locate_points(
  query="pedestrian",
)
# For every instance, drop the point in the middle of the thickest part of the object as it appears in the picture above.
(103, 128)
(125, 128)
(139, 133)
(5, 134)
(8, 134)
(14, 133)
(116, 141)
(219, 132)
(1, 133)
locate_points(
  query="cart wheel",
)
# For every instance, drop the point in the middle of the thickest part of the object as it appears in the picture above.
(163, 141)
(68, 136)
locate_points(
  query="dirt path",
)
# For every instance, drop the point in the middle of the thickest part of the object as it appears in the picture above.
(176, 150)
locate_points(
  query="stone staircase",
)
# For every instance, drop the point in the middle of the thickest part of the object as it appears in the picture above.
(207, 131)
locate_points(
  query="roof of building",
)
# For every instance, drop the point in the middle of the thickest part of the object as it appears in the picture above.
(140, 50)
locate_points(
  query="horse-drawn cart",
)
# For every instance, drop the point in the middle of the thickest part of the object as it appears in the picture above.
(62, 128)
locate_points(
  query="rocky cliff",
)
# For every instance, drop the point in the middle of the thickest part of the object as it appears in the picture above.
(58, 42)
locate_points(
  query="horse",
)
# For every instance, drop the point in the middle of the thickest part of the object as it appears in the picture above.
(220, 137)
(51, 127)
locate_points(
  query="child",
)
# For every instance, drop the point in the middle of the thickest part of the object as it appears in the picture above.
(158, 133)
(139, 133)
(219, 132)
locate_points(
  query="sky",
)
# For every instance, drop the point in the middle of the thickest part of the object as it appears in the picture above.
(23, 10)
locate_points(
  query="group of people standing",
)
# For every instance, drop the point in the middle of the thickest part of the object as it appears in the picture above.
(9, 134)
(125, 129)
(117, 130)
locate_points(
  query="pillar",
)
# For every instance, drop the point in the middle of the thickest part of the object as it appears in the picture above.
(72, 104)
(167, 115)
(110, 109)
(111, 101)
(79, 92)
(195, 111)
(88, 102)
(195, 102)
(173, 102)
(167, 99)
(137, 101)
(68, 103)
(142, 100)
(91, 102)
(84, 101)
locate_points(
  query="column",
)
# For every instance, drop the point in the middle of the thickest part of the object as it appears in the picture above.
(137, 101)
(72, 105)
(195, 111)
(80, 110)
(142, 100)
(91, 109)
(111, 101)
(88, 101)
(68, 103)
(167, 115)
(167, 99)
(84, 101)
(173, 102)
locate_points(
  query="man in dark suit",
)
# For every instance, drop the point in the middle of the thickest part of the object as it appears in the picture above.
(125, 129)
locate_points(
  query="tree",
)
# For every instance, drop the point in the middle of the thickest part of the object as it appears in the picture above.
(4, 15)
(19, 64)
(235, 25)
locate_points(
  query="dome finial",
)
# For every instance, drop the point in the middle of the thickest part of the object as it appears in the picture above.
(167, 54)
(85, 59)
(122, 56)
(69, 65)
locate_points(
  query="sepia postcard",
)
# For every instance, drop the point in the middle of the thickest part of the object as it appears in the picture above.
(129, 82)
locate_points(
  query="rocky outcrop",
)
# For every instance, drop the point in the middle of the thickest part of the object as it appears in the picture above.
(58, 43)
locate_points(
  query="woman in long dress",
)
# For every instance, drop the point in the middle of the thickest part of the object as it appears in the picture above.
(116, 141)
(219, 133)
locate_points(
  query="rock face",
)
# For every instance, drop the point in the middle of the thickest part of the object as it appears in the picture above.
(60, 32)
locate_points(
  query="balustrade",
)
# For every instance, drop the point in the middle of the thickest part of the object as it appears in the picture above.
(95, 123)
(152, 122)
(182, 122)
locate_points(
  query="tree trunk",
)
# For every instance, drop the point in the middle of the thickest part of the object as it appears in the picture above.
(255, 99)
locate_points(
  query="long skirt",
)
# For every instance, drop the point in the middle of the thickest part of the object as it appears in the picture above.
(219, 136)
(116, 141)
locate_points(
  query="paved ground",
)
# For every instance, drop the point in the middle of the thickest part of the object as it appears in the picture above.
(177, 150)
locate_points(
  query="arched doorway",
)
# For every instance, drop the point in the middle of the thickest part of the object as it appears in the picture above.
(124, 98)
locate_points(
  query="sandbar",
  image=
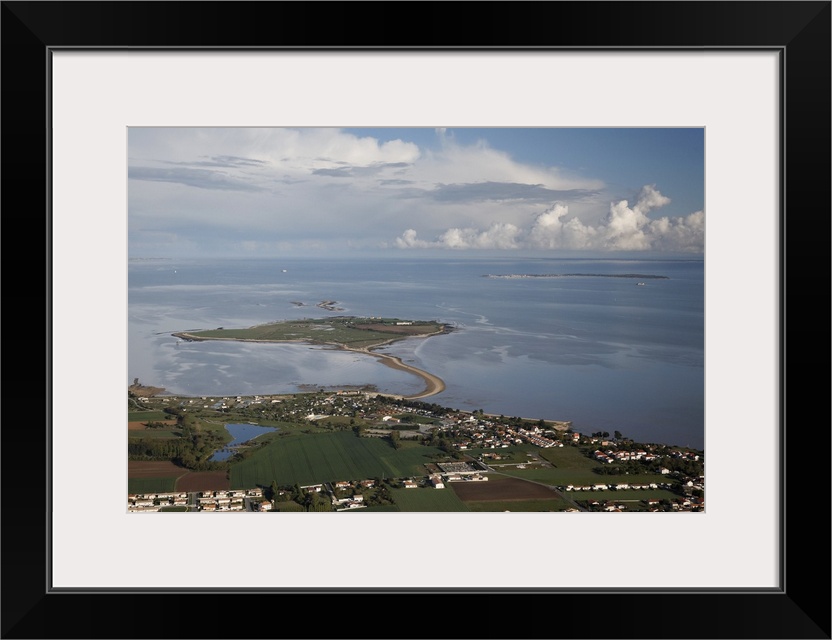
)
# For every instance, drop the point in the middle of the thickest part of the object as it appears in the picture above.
(433, 384)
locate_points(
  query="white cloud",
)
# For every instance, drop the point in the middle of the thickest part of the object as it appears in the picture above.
(624, 228)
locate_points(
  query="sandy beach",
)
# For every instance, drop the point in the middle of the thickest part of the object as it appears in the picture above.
(433, 384)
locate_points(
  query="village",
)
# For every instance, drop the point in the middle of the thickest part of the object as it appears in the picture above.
(475, 444)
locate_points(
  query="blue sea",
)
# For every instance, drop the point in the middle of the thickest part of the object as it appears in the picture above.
(605, 353)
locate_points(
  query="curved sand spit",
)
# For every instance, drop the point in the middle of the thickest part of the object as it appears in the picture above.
(433, 384)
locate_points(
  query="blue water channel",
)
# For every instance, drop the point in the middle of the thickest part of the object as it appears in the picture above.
(240, 433)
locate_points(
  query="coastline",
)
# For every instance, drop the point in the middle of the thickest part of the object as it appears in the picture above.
(433, 384)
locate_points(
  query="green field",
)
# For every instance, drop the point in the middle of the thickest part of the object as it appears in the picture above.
(431, 500)
(571, 466)
(511, 455)
(150, 485)
(554, 504)
(347, 331)
(147, 416)
(328, 457)
(148, 434)
(289, 507)
(627, 495)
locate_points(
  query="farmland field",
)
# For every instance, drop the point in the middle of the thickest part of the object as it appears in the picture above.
(139, 425)
(153, 469)
(153, 434)
(328, 457)
(150, 485)
(525, 506)
(152, 476)
(500, 488)
(430, 500)
(145, 416)
(204, 480)
(626, 495)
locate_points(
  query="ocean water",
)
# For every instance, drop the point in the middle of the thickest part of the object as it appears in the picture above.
(603, 352)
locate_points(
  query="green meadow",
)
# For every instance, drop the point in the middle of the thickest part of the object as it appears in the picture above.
(329, 457)
(427, 499)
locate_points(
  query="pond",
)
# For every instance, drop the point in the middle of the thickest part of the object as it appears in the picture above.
(240, 433)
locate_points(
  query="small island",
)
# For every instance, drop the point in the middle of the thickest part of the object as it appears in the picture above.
(640, 276)
(342, 332)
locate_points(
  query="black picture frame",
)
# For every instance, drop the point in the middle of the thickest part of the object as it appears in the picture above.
(799, 31)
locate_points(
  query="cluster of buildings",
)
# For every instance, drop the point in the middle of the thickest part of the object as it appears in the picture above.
(155, 501)
(621, 486)
(203, 501)
(610, 456)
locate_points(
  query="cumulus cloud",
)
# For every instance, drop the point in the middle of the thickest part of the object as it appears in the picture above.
(624, 228)
(497, 236)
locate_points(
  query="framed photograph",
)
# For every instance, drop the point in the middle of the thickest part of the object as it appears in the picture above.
(182, 145)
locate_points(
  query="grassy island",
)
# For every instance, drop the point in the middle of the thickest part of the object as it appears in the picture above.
(342, 332)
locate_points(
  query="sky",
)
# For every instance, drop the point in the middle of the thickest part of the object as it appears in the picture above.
(273, 192)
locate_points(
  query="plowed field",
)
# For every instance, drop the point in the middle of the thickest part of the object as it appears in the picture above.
(204, 481)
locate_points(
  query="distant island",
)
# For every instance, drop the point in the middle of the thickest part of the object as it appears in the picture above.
(341, 332)
(639, 276)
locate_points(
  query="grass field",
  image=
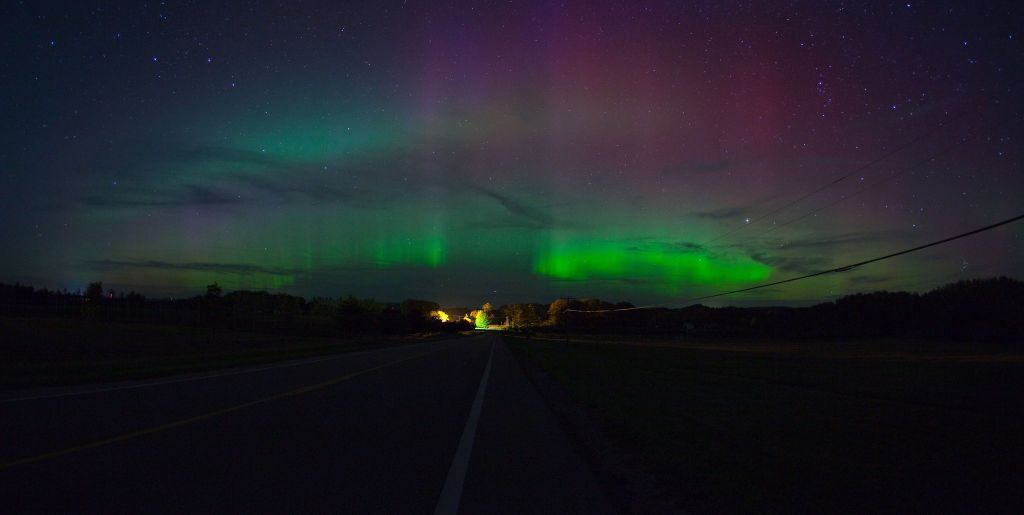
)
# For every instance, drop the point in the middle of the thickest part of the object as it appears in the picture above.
(811, 427)
(59, 351)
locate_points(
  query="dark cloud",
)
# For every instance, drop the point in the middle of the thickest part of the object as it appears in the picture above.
(240, 268)
(718, 214)
(650, 244)
(189, 195)
(528, 216)
(840, 241)
(794, 264)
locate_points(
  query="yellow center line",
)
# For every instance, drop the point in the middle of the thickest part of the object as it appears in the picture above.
(206, 416)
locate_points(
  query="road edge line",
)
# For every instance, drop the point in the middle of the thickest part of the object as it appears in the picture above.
(448, 503)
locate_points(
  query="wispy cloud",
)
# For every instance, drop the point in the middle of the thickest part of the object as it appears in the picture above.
(526, 216)
(719, 214)
(795, 264)
(239, 268)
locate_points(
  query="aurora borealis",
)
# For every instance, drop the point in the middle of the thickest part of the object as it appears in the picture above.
(508, 152)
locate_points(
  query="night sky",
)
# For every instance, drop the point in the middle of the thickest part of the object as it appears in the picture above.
(509, 152)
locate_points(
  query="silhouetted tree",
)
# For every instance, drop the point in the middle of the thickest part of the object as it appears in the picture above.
(94, 291)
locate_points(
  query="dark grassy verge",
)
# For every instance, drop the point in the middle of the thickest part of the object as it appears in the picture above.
(851, 428)
(59, 351)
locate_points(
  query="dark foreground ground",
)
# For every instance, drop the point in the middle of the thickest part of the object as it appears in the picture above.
(47, 351)
(800, 428)
(376, 431)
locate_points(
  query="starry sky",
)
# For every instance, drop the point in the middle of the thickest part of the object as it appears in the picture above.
(509, 152)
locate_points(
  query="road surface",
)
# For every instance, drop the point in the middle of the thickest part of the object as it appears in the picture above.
(441, 427)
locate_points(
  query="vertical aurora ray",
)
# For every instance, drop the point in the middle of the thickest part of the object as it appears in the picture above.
(529, 149)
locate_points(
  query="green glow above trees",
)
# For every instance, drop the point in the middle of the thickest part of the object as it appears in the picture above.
(666, 269)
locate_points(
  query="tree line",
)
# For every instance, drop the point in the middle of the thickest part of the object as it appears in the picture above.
(990, 309)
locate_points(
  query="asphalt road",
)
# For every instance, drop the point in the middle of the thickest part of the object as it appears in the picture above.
(439, 427)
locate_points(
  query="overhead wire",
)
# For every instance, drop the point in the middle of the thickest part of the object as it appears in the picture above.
(822, 272)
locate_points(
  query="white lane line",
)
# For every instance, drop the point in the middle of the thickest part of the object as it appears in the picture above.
(448, 504)
(204, 376)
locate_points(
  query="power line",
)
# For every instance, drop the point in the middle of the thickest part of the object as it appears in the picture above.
(900, 173)
(830, 270)
(841, 178)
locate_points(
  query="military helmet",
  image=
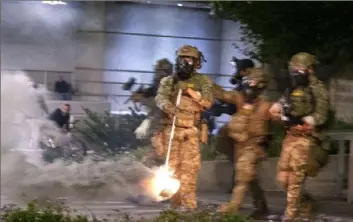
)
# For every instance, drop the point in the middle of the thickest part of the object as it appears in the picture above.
(188, 50)
(163, 64)
(303, 59)
(191, 51)
(259, 75)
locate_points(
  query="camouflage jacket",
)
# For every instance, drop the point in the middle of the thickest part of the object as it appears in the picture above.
(250, 123)
(189, 110)
(311, 101)
(312, 105)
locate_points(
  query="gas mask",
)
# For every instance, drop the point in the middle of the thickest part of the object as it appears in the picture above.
(236, 79)
(250, 91)
(184, 68)
(299, 78)
(159, 74)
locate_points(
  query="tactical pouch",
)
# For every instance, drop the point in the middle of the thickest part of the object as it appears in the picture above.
(204, 132)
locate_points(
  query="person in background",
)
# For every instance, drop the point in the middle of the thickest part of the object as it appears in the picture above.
(61, 116)
(63, 89)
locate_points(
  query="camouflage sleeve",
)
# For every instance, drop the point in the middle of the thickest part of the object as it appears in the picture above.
(206, 93)
(322, 104)
(231, 97)
(164, 93)
(217, 91)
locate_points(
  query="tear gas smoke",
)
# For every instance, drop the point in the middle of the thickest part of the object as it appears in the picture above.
(25, 176)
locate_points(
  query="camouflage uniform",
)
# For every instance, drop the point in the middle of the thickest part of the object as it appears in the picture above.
(302, 153)
(248, 128)
(185, 157)
(162, 68)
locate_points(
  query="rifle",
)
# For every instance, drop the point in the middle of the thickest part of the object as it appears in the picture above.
(127, 87)
(287, 109)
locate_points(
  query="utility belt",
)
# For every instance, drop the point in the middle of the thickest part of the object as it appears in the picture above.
(187, 123)
(184, 120)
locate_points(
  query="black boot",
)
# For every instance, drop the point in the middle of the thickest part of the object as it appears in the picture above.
(259, 202)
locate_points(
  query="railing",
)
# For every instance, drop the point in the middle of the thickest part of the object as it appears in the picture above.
(46, 77)
(342, 174)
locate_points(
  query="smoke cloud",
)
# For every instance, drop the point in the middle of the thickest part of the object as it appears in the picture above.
(25, 176)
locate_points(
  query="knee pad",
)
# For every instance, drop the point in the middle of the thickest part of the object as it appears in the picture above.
(282, 178)
(246, 174)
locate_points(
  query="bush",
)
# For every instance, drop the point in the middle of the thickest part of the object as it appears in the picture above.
(110, 133)
(209, 152)
(57, 212)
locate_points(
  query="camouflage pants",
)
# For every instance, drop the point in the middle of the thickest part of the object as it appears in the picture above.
(158, 141)
(225, 144)
(301, 156)
(246, 161)
(185, 160)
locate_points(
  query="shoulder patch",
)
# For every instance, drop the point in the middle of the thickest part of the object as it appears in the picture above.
(297, 93)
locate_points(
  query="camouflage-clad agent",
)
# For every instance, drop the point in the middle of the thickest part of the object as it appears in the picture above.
(306, 109)
(185, 158)
(163, 68)
(249, 129)
(224, 143)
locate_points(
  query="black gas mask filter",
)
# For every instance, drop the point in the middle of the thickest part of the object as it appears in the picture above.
(299, 78)
(251, 92)
(184, 68)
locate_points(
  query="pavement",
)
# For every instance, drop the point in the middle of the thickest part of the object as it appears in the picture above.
(334, 210)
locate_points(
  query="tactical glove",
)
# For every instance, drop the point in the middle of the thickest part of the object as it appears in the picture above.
(169, 109)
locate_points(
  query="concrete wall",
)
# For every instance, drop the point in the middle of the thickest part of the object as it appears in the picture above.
(217, 176)
(97, 40)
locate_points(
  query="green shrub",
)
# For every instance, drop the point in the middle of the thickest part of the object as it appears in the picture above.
(57, 212)
(110, 133)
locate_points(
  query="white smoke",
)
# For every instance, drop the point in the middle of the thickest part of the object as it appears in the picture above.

- [ABOUT THIS EXERCISE]: Please state how many lines of the material above include the word "island"; the number is the whole answer.

- [SOLVED EXERCISE]: 3